[A fazer]
(a) Liste todos os valores monetários mencionados no trecho da página.
(b) Segundo o trecho da página, durante quantos anos Grégoire trabalhou?
(c) Edite a parte do trecho da página que se inicia pelas palavras "Grégoire mora não" e vai até "mesmo, jogando videogame.", trocando "videogame" por "jogos eletrônicos".

[Trecho da página]
Grégoire mora não muito longe aqui de casa, no 19eme arrondissement de Paris. Tem 38 anos. Em 2005, cansado do “sofrimento psíquico” do trabalho como técnico em informática, resolveu parar de trabalhar. Antes, ganhava 2 mil euros por mês. Nos primeiros dois anos sem fazer nada, ganhou 1,2 mil euros do governo. Hoje, a barbada caiu para 650 mensais. Mas ele segue firme no propósito. Gasta 410 euros no aluguel de um quitinete e passa 90% do seu tempo em casa mesmo, jogando videogame.
A única despesa diária pelas ruas de Paris é um expresso na cafeteria, onde aproveita para ler os jornais de graça e roubar os saquinhos de açúcar. “Trabalhei durante nove anos”, contou Grégoire à revista descolada Les Inrockuptibles. “Ao final, senti aborrecimento e frustração. Hoje, recuso todas as ofertas de trabalho. O sofrimento ligado ao trabalho era grande demais”.

[Dados coletados]
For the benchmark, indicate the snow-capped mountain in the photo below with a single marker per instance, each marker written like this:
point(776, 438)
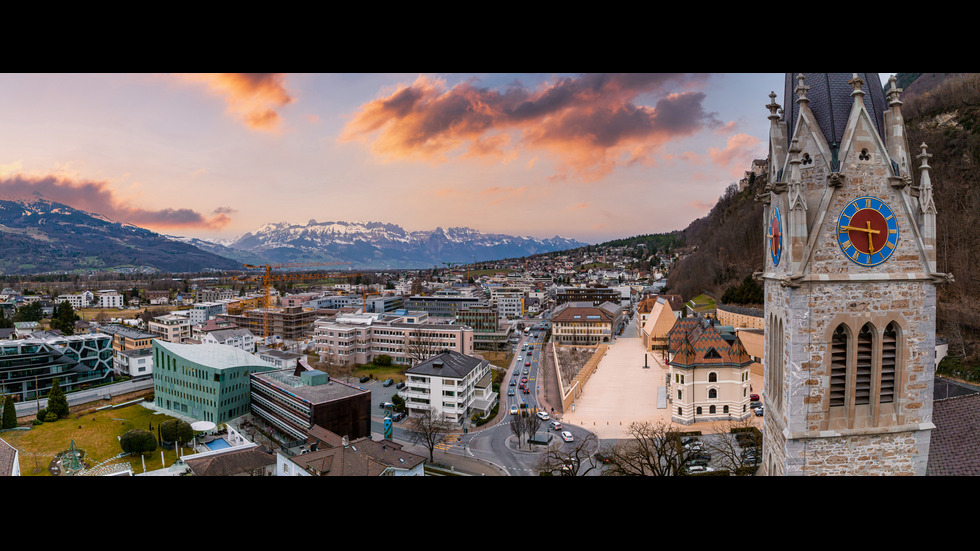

[Resultados das tarefas]
(a) 2 mil euros; 1,2 mil euros; 650 mensais; 410 euros.

(b) Nove anos.

(c)
Grégoire mora não muito longe aqui de casa, no 19eme arrondissement de Paris. Tem 38 anos. Em 2005, cansado do “sofrimento psíquico” do trabalho como técnico em informática, resolveu parar de trabalhar. Antes, ganhava 2 mil euros por mês. Nos primeiros dois anos sem fazer nada, ganhou 1,2 mil euros do governo. Hoje, a barbada caiu para 650 mensais. Mas ele segue firme no propósito. Gasta 410 euros no aluguel de um quitinete e passa 90% do seu tempo em casa mesmo, jogando jogos eletrônicos.